» **TAAKINSTRUCTIES**
Typ alle onderstaande vermeldingen regel voor regel opnieuw over, zonder wijzigingen.

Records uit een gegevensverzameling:
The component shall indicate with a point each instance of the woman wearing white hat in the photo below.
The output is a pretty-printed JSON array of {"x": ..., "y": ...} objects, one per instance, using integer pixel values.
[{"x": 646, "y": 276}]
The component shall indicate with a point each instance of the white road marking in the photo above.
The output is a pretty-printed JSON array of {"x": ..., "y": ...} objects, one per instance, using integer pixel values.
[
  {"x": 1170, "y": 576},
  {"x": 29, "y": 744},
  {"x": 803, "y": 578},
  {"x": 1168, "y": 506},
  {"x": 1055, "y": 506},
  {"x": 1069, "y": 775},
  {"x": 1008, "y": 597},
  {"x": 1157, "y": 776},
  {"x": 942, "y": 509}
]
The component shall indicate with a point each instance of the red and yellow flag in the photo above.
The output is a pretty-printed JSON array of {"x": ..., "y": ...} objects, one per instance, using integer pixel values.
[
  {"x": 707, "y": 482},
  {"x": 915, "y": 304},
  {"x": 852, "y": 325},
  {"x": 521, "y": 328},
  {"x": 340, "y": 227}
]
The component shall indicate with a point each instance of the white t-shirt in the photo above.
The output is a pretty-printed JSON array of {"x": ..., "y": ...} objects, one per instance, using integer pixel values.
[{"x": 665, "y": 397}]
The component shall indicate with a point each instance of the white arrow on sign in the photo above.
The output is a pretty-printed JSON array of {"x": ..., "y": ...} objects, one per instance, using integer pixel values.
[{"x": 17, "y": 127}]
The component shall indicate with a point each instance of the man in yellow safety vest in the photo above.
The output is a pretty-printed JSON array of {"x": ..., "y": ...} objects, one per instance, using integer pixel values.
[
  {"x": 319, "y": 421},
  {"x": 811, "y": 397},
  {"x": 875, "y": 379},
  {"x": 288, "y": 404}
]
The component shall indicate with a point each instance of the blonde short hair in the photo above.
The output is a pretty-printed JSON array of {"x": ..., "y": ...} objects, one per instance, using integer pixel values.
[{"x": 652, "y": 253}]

» **ANTWOORD HIERONDER**
The component shall indicate with a point each instance of the woman wearing white hat in the photo below.
The output is a pretty-printed JSON array of {"x": ..., "y": ...} objects, one per instance, using integer pixel values.
[{"x": 646, "y": 276}]
The component shall indicate with a point each instance of the white road marking in the photo above.
The output is a pretty-printed JSON array of {"x": ..., "y": ...} objects, one per instance, using integer pixel values.
[
  {"x": 1170, "y": 576},
  {"x": 29, "y": 744},
  {"x": 803, "y": 578},
  {"x": 1168, "y": 506},
  {"x": 1055, "y": 506},
  {"x": 1069, "y": 775},
  {"x": 1008, "y": 597},
  {"x": 1157, "y": 776},
  {"x": 942, "y": 509}
]
The component shall indicate with a point each instance of the red and yellow flag in the photo above.
The output is a pretty-printed JSON array of {"x": ..., "y": ...} objects, one per instance, using integer pixel values.
[
  {"x": 707, "y": 482},
  {"x": 915, "y": 304},
  {"x": 852, "y": 325},
  {"x": 521, "y": 328},
  {"x": 340, "y": 227}
]
The component shall indicate with a point each instance of the white t-shirt in the photo above.
The output is a pretty-printed JSON array of {"x": ..., "y": ...} objects, one per instance, using integer pixel values.
[{"x": 665, "y": 397}]
The component shall indicate with a point each instance of the white arrow on sign in the photo above.
The output is a pretty-printed JSON array of {"x": ..., "y": ...} objects, one per instance, using integer pixel values.
[{"x": 17, "y": 127}]
The component shall indicate with a point each instance of the man in yellow safety vest in the photo above.
The output is a pretty-printed JSON array of {"x": ..., "y": ...} objects, one per instance, using integer pixel values.
[
  {"x": 319, "y": 421},
  {"x": 811, "y": 397},
  {"x": 875, "y": 379},
  {"x": 288, "y": 404}
]
The component shall indicate with a point each instance of the blonde short hair in the photo above.
The output is a pretty-printed JSON array of {"x": ..., "y": ...} objects, one per instance, using integer pixel values.
[{"x": 652, "y": 253}]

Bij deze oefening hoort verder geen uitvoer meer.